## Dataset records:
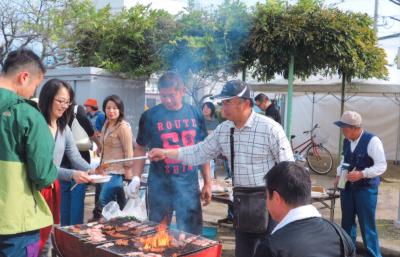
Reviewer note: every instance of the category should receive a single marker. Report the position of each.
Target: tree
(316, 40)
(205, 48)
(128, 42)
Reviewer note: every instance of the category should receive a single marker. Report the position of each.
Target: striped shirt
(258, 146)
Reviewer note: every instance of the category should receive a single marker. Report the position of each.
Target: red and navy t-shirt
(163, 128)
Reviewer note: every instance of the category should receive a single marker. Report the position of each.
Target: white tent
(317, 100)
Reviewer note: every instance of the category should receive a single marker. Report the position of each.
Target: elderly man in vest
(363, 162)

## Exercise task:
Format all of the data above as a JSON list of strings, with one string for each line and no blank lines. Leave the pictures out.

## Written solution:
[
  "Reviewer note: every instance of the category should receive a single marker. Report the position of each.",
  "Target: tree",
  "(316, 40)",
  "(205, 48)",
  "(128, 42)",
  "Reviewer note: every instance of the category should receive a single marker. Report the position of each.",
  "Target: striped shirt",
  "(258, 146)",
  "Reviewer note: every instance of the category should receive a single marker. Report the position of each.",
  "Target: red and navy t-shirt",
  "(163, 128)",
  "Reviewer note: every instance of the category should receive a single marker. Report the position of each.",
  "Target: white tent",
  "(317, 100)",
  "Reviewer note: every instance of the category should receive a single marker. Report the position of each.",
  "Target: elderly man in vest",
  "(363, 162)"
]